:: What the exercise asks ::
Rescale everything from the line containing "of the ribbed" down to the end of the material below. Write out only those lines again, requests included, with each coordinate in the answers multiplied by 2.35 and rounded to a whole number, halves rounding up.
--- Begin Records supplied ---
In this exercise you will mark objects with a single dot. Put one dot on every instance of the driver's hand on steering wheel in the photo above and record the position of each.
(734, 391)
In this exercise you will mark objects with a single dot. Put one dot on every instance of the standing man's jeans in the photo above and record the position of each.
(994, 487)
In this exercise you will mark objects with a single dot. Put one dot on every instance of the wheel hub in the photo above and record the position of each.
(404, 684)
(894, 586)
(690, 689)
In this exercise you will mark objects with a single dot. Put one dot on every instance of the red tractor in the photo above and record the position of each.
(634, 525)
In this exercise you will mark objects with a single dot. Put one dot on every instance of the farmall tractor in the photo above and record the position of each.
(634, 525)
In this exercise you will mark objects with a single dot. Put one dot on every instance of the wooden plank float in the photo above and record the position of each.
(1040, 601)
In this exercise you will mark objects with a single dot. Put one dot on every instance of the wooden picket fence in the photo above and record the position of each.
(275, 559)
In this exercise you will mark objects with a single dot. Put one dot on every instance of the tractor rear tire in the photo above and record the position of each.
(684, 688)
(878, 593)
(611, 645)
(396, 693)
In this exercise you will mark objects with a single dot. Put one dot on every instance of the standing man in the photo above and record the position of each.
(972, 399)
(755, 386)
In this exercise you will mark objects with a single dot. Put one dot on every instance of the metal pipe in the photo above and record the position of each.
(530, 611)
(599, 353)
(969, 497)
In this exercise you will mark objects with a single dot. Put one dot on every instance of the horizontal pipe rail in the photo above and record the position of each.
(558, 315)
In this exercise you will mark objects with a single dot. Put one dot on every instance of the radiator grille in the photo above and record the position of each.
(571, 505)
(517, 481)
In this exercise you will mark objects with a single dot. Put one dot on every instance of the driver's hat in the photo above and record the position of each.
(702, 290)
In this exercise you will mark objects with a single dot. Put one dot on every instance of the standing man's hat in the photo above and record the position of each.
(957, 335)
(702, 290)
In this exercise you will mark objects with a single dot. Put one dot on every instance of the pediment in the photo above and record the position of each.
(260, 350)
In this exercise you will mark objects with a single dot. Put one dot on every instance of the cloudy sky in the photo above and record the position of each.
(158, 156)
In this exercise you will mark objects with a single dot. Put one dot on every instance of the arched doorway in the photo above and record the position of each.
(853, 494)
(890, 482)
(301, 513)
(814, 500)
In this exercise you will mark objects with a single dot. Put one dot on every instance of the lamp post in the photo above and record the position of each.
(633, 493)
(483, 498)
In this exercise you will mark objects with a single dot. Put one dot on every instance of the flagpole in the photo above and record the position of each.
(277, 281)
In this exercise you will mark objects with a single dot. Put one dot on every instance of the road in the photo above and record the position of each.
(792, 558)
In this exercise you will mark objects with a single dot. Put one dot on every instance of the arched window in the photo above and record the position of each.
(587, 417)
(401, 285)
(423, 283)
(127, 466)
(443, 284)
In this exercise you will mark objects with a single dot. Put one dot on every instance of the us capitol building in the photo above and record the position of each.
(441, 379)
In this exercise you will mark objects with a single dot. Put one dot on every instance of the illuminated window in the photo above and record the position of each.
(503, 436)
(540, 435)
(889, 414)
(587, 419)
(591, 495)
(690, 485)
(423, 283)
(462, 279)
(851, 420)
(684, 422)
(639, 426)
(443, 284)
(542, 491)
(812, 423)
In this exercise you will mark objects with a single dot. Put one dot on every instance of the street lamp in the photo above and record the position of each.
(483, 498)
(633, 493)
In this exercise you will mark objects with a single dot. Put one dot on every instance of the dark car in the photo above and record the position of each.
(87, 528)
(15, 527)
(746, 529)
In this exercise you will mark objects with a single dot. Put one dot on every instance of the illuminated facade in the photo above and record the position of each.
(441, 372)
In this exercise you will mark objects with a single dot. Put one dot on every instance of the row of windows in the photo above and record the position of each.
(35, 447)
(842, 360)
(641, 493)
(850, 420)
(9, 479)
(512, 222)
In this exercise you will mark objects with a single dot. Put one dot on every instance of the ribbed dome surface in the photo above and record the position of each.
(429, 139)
--- End Records supplied ---
:: Task solution ::
In this exercise you will mark objects with a single dot. Put one dot on every instance of the ribbed dome surface in the photo above and record the position of each.
(1008, 327)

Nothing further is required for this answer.